* [ACTION ITEM]
Give again, exactly as they appear, only the lines from the one containing "like [389, 342]." through the last line of the material below.
MATERIAL TO PROCESS below:
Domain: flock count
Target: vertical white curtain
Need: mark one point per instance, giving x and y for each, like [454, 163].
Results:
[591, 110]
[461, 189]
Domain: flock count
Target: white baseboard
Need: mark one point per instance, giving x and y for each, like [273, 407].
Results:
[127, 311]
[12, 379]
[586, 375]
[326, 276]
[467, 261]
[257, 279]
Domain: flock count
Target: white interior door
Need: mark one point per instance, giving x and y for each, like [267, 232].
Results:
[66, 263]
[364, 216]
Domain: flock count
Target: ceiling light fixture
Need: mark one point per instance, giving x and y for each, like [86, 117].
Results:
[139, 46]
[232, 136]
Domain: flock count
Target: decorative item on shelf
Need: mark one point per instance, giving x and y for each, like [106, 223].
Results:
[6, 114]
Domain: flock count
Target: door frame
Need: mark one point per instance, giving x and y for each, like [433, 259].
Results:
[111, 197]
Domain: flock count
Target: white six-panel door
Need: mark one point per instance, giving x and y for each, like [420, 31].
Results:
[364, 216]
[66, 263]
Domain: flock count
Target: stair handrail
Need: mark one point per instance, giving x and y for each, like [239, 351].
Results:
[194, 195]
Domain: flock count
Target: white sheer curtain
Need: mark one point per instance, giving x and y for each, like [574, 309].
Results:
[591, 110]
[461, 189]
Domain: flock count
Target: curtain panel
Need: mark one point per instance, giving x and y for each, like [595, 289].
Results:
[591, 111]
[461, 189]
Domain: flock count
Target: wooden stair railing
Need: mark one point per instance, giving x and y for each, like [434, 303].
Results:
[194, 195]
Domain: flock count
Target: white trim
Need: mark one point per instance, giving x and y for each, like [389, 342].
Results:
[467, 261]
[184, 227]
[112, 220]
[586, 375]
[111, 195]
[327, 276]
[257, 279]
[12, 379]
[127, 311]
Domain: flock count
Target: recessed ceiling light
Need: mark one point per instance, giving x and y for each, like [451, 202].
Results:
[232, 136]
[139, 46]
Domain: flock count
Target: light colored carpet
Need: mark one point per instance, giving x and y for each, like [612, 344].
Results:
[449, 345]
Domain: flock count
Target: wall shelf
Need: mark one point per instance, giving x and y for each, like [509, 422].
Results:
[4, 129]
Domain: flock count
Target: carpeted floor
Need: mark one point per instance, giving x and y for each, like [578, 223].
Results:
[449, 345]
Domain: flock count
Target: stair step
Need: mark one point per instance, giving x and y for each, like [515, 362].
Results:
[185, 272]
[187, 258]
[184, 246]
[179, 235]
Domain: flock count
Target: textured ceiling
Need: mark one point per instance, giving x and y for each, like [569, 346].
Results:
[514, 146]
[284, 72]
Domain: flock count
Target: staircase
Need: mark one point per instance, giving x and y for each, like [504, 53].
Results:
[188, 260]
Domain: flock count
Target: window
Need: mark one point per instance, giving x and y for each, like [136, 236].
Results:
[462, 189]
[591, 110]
End of MATERIAL TO PROCESS.
* [ANSWER SPACE]
Need: mark one point per instance, giving x and y for each, like [389, 342].
Results:
[467, 261]
[184, 227]
[112, 220]
[586, 375]
[111, 195]
[327, 276]
[257, 279]
[12, 379]
[127, 311]
Domain: flock count
Target: recessed ceiling light
Need: mark one point per instance, giving x and y for each, like [451, 202].
Results:
[232, 136]
[139, 46]
Domain: flock count
Target: light colored carpet
Need: mark one point per instance, giving x and y for each, like [612, 344].
Results:
[449, 345]
Domain: flock count
Target: wall shelf
Need: mark one point per instance, giving x and y for each, like [509, 422].
Results:
[4, 129]
Domain: flock count
Target: carpeted floor
Need: mark one point per instance, giving x and y for each, like [578, 223].
Results:
[449, 345]
Domain: flock count
Target: stair step
Need: mark one point per instance, giving x and y for each, like [515, 362].
Results:
[185, 272]
[187, 258]
[184, 246]
[179, 235]
Domain: flock count
Target: textured ceiling
Need: mark one point per instance, giving x and y for each, like [569, 346].
Results:
[514, 146]
[284, 72]
Domain: flock count
Target: staircase
Need: mark one point per instance, giving x and y for each, like [504, 53].
Results:
[188, 260]
Domain: flock count
Target: window
Need: mark one point per instance, giving x and y for each, like [136, 236].
Results:
[462, 189]
[591, 110]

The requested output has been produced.